Repeat the data below word for word, leaving out the pictures.
[Start Record list]
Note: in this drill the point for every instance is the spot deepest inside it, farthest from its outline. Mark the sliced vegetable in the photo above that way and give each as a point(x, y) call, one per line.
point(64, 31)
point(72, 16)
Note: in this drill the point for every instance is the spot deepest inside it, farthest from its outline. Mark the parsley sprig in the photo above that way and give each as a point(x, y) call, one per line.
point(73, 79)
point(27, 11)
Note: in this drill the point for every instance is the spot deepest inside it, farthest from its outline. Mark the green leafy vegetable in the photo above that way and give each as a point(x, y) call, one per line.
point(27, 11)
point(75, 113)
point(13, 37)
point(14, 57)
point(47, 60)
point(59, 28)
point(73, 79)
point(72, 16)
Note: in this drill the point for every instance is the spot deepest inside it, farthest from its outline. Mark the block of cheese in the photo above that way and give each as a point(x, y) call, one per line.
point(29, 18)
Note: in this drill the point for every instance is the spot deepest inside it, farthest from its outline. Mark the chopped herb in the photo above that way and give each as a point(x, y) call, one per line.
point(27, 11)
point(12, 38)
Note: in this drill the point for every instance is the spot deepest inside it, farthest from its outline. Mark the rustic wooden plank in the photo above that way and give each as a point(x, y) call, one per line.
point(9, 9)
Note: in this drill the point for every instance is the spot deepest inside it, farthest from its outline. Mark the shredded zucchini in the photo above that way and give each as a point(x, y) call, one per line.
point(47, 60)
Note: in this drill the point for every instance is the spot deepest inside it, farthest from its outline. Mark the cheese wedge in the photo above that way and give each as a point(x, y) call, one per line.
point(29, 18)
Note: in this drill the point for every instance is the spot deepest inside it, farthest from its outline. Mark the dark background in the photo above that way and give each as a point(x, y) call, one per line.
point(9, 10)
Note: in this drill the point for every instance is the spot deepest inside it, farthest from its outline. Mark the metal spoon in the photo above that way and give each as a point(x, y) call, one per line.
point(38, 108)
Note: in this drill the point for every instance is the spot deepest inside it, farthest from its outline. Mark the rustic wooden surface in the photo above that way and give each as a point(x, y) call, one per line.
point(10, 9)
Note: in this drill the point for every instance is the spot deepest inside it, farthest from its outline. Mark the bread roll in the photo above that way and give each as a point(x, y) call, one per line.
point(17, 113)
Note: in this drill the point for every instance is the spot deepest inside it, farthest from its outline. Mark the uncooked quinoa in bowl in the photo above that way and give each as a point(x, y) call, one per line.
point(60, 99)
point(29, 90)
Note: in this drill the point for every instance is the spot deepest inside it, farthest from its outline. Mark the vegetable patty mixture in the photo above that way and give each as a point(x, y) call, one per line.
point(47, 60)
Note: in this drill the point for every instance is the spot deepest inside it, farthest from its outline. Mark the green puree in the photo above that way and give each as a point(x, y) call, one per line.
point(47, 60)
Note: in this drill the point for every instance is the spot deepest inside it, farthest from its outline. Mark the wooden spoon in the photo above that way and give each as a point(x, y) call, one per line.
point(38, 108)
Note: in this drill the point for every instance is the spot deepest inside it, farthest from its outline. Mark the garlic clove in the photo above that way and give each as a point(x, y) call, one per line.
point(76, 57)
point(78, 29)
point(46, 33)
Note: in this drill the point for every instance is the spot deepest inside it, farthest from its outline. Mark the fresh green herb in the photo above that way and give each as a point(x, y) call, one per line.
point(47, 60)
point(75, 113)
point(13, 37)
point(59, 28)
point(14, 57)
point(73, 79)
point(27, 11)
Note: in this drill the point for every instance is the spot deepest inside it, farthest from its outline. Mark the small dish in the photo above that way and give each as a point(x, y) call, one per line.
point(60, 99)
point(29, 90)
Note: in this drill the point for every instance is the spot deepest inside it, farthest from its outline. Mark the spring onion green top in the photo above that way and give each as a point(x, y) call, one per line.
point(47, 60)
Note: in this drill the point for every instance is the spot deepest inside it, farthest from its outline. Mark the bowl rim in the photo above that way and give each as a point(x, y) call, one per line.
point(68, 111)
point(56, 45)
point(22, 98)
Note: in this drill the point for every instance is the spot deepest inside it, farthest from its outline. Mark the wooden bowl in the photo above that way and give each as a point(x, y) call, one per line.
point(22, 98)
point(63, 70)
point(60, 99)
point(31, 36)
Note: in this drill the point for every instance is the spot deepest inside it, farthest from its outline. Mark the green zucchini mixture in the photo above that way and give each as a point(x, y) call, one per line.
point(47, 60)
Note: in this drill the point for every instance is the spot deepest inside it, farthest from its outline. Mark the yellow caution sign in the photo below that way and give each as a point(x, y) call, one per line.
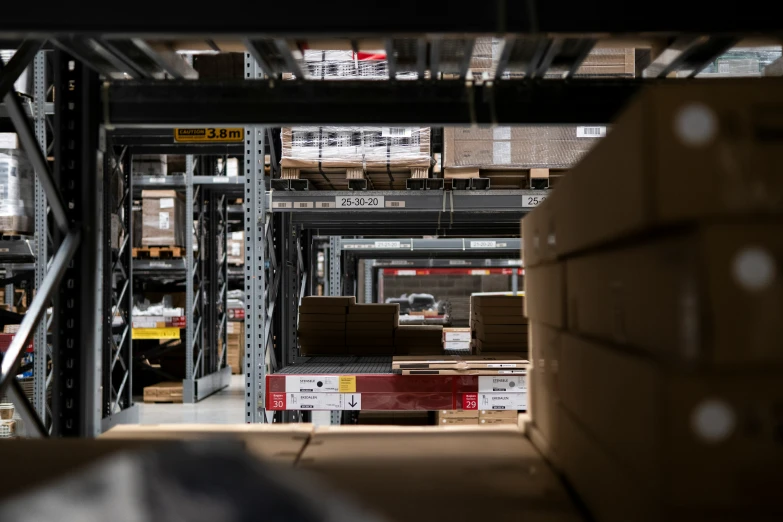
[End Record list]
■ **Solution to the problem**:
Note: in this drill the point for every instance is the spot deepest inside it, farthest from its outline. Mark the sliced vegetable in the photo above that way and give each as a point(x, y) call, one per line.
point(64, 31)
point(72, 16)
Note: in this drill the point for every instance is the spot deepest inside it, farthest from its outline. Mark the parsley sprig in the photo above that way and give each as a point(x, y) call, one per line.
point(73, 79)
point(27, 11)
Note: in this drill the point for every instance is the spot deepest inside it, farthest from its outline. Mark the green leafy vegetable in the photo above that way and give each as a point(x, y) call, one per line.
point(27, 11)
point(75, 113)
point(13, 37)
point(14, 57)
point(47, 60)
point(59, 28)
point(73, 79)
point(72, 16)
Note: in this drill the point for every instance is the spot deepest inside it, farthest from its outline. Mark the block of cheese in the photo above that way and give each as a point(x, y) call, one per line.
point(29, 18)
Note: in this drill the point for every instance is the spot deepest inside it, farthest from its outline. Mark the chopped herb in the photo above that way and give each as a point(x, y) call, one per line.
point(27, 11)
point(12, 38)
Note: in this drill the point for every instance is the spot deepest inside it, farthest from its outline. Mark the rustic wooden plank in the photo above that way and give each as a point(x, y) call, one per line.
point(9, 9)
Note: in this drill the point for every instance is the spot deepest inside it, farthest from its outline. Mark the shredded zucchini in the photo above that way and give each as a point(x, y) call, one per line.
point(47, 60)
Note: in this drill the point for every instance is the spot deepest inside it, farthest from its outline. Mark the cheese wedge in the photo above that way and give each as a point(x, y) call, one per line.
point(29, 18)
Note: in this drill the point for every instance is the spot deepest inside it, farthest from its outline. Mark the dark background in the photo above that way and give each as a point(x, y) call, one per line.
point(9, 10)
Note: in this drill the point for every instance is the spot deepest inside it, farthest from its outline. Mark the metal spoon in the photo above that way and give each as a point(x, y) call, one per line.
point(38, 108)
Note: in this drill the point for every instance is the spot deepest inside it, farthest from its outline. Mark the rustic wooden surface in the photo above that way and give each as a point(x, y) call, one per line.
point(10, 9)
Note: in this drill the point for every instance is the spot deepest inside it, farthest from its outline. Mark the bread roll in the photo above that way and give each as a point(x, y) call, one per line.
point(17, 113)
Note: in this drill the point for every instance is the spot deepest inside it, farthest from its outline. Mark the uncooked quinoa in bowl in the photo above that way and give each as a point(x, y) call, one per line.
point(60, 99)
point(29, 90)
Note: in this drill the point for every instance is the spot deepest inside it, farthest from its outline. Mark the vegetable patty mixture in the photo above that way and give each as a point(x, y) call, one per line.
point(47, 60)
Note: in this drill the point for every instance is the spot deepest inside it, farthest from its outline. Mark the green puree in the photo above that way and give each as a point(x, y) call, one per line.
point(47, 60)
Note: in this drill the point for every instance is the spot deepest inside it, farthest from its outline. Mark the wooden spoon in the photo above that way and give each as a point(x, y) call, one per line.
point(38, 108)
Note: in this drill the point for every instance is the spot deepest inside it, farthest from its outline. Mark the garlic clove in the photo above that way and give each as a point(x, y) call, one per line.
point(76, 57)
point(78, 29)
point(46, 33)
Note: in this drill the point for every instance is the spot deepest inside it, farthest from its outline. Mark the fresh green herb in the photo above that way and give each as a point(x, y) call, one per line.
point(47, 60)
point(75, 113)
point(13, 37)
point(59, 28)
point(14, 57)
point(73, 79)
point(27, 11)
Note: in this drill the point for every instance is the spot deepest inside it, farthest from its outline. Mark the small dish in the photo above that way and give each as a point(x, y) call, one per line.
point(60, 99)
point(29, 90)
Note: in this drill the point for every instance is the spot deepest inside it, farthest from its outline. Mark the spring onion green top in the photo above that way and give each as a point(x, y) call, one per line.
point(47, 60)
Note: in this drill the point for every instance is the spot deepest inside it, farthest from its outline. Mark the bowl rim in the photo above that way and give each as a point(x, y) call, one per line.
point(68, 111)
point(56, 45)
point(22, 98)
Note: in this drill the point for every instance is the spot deepest inside it, farthest from its outline. Mark the wooden bowl in the photo above that way and give each as a point(x, y) call, one per line.
point(22, 98)
point(63, 70)
point(60, 99)
point(31, 36)
Note: in this drill the point for every instance is the spot deepest inside it, farthest from its outline. Mark the green zucchini mixture in the photo above that way and give each as a point(x, y) call, one per line.
point(47, 60)
Note: in this drill the point for every instance is the spot deepest inside it, farthest from its outline. Mark the yellow caution sign in the photo below that way and give each as a point(x, y) call, one per line.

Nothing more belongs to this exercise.